WHAT IS ASKED
Quote word for word from the line holding "Target: clump of snow" to the last line below, including both, and omit any pictures.

Start ITEMS

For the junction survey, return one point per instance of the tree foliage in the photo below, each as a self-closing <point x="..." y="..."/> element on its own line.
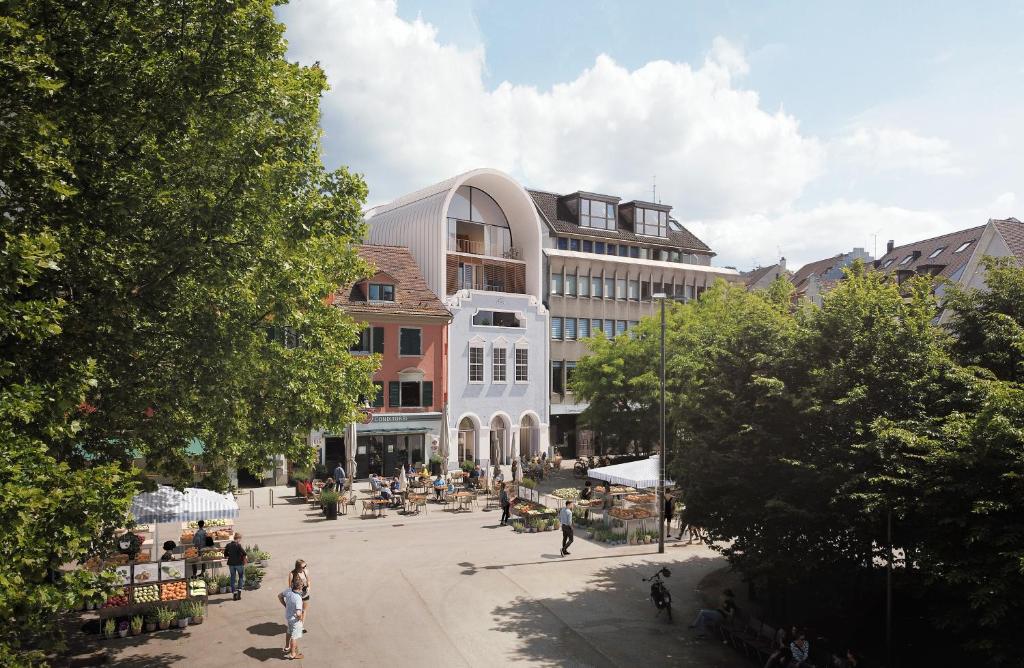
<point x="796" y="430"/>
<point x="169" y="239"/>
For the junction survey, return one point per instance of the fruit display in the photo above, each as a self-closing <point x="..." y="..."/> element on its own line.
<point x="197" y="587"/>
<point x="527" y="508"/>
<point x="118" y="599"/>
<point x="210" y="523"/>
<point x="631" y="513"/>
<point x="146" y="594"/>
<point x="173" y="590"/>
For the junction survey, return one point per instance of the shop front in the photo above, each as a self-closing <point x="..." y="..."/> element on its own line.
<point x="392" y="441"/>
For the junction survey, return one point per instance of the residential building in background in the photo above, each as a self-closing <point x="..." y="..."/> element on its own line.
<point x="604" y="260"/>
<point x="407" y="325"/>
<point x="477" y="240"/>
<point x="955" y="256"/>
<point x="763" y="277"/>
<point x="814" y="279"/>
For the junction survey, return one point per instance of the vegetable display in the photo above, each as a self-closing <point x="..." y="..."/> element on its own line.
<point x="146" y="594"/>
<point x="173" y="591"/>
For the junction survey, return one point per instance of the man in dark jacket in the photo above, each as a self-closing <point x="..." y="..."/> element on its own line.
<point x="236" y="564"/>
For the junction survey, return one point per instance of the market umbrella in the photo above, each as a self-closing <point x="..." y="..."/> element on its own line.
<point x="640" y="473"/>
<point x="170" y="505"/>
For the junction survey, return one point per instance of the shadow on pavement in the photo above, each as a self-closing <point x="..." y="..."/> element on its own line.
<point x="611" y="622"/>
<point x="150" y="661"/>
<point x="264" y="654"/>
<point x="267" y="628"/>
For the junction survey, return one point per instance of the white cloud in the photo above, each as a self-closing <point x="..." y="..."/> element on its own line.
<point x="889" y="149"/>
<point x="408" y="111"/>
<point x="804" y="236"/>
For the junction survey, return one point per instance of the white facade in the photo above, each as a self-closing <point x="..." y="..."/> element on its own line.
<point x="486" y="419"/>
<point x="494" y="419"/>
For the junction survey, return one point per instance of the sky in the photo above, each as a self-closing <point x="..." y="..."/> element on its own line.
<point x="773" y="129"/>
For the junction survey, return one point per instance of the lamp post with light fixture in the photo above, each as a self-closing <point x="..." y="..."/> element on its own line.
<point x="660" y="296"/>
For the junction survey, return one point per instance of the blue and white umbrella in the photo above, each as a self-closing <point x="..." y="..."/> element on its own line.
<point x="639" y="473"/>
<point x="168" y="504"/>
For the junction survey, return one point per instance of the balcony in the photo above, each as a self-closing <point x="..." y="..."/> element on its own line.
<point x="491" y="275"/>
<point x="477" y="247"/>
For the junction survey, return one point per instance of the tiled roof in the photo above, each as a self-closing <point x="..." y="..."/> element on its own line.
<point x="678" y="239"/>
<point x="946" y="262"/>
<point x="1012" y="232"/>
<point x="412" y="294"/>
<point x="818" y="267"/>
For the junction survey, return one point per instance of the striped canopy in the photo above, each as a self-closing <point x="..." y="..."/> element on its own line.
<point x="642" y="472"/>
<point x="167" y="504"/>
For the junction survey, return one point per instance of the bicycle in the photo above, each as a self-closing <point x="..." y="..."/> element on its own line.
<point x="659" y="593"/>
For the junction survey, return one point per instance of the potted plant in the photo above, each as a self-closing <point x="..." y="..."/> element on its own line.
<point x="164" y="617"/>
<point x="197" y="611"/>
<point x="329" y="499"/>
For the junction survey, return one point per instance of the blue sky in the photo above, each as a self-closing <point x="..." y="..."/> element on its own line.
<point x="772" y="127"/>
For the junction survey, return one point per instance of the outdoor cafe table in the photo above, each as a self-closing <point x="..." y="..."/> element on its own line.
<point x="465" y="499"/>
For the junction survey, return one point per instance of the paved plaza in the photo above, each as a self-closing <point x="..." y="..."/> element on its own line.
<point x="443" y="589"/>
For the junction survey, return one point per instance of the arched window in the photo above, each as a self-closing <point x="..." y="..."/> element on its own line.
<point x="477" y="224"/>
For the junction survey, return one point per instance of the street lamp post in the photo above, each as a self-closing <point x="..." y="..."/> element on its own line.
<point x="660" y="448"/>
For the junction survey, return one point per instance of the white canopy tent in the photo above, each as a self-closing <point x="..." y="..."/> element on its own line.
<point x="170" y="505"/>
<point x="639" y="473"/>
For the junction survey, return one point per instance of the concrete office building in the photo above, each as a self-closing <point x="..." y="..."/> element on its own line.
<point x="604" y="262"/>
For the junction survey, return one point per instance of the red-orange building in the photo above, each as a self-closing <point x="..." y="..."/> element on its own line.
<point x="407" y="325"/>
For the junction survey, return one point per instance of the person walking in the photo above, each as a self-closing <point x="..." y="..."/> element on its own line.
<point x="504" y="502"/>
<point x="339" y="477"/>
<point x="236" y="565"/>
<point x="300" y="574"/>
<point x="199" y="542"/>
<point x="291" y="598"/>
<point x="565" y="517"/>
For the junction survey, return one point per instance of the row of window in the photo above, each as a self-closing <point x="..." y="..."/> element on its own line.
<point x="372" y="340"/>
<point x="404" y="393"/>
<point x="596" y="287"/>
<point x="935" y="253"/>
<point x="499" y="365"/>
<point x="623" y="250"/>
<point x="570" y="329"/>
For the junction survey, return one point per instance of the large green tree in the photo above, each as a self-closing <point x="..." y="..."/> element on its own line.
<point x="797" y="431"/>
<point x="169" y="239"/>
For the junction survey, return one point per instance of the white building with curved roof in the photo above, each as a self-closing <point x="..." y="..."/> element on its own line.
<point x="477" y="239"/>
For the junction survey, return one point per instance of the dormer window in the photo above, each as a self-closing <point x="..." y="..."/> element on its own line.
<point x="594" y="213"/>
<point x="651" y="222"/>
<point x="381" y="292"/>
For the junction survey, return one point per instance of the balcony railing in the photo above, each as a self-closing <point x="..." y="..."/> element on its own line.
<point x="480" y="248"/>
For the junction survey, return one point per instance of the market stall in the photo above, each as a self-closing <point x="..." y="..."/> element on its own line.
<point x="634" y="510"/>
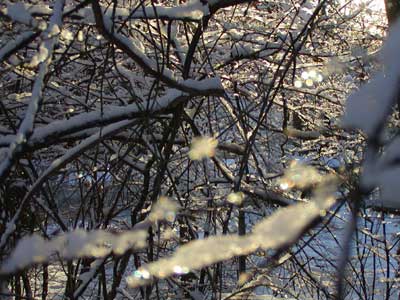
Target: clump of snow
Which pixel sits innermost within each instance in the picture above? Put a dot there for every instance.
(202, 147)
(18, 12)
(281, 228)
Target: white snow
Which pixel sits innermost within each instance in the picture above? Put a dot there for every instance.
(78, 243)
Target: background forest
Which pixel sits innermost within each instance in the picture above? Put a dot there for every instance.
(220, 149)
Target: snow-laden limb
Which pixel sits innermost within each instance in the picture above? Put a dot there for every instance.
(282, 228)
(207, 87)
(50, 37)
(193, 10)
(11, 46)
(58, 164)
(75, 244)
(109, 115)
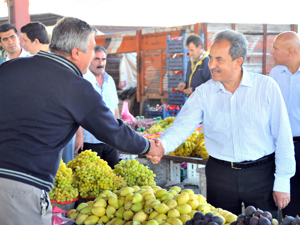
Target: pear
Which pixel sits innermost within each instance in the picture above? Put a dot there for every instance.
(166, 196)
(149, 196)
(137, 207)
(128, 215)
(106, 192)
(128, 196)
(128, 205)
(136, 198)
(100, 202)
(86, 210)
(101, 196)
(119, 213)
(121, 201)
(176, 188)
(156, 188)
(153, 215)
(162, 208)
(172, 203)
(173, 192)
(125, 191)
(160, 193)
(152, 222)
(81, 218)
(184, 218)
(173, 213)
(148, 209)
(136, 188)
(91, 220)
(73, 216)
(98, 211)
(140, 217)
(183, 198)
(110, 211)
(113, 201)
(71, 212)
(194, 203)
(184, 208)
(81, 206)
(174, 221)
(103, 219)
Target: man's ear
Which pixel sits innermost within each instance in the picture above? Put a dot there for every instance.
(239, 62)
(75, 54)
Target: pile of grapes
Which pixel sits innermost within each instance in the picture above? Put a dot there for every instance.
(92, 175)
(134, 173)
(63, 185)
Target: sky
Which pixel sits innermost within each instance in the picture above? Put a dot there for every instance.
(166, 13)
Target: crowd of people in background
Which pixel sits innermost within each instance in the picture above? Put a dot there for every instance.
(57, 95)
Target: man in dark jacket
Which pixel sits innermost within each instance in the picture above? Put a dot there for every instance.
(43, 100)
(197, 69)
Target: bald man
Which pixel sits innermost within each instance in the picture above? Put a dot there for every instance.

End ITEMS

RESPONSE BELOW
Target: clump of snow
Which pixel sits innermost within each instance in the picture above? Put a dot there for every instance.
(202, 147)
(18, 12)
(281, 228)
Target: white snow
Which pixel sits innermost within each instance in the picture above? Put a dot there for every instance.
(78, 243)
Target: background forest
Which pixel sits innermost within each instance in the picture above? Put a dot there for every instance.
(220, 149)
Target: snow-laden limb
Which pixel sits innermost within each instance in the picture above? Put a dot there for every instance.
(282, 228)
(207, 87)
(50, 37)
(193, 10)
(11, 46)
(58, 164)
(75, 244)
(109, 115)
Target: pear
Which pixel sits innermost within each instance in the picture above? Put a dot there for every instance.
(166, 196)
(149, 196)
(137, 207)
(128, 215)
(106, 192)
(128, 196)
(128, 205)
(136, 198)
(100, 202)
(86, 210)
(101, 196)
(119, 213)
(121, 201)
(176, 188)
(156, 188)
(153, 215)
(162, 208)
(172, 203)
(173, 192)
(125, 191)
(160, 193)
(152, 222)
(81, 218)
(184, 218)
(173, 213)
(148, 209)
(136, 188)
(91, 220)
(73, 216)
(98, 211)
(140, 217)
(183, 198)
(110, 211)
(113, 201)
(71, 212)
(194, 203)
(184, 208)
(81, 206)
(174, 221)
(103, 219)
Target: man's ear
Which pixel sits innermost within each instance in the picture above? Put a dot there for every instance.
(239, 62)
(75, 54)
Target: pile of grapes
Which pixel sits innermost within each instance in the picture above? Put a dot there for every instance.
(92, 175)
(134, 173)
(63, 185)
Target: sky
Which pixel sits innermost within each instance in the picture above? Put a dot there for every instance.
(166, 13)
Target: crowd of people in background
Which pixel sits innermost within each instance in the picture above? Put a dot there for every instance.
(57, 95)
Target: man in dark jacket
Which pixel sits innermost within each instance in the picture above? Put a dot there for every instance.
(43, 100)
(197, 69)
Target: bald man
Which pixel sits innermost within each instance in the picture above? Put a dot there for every instance.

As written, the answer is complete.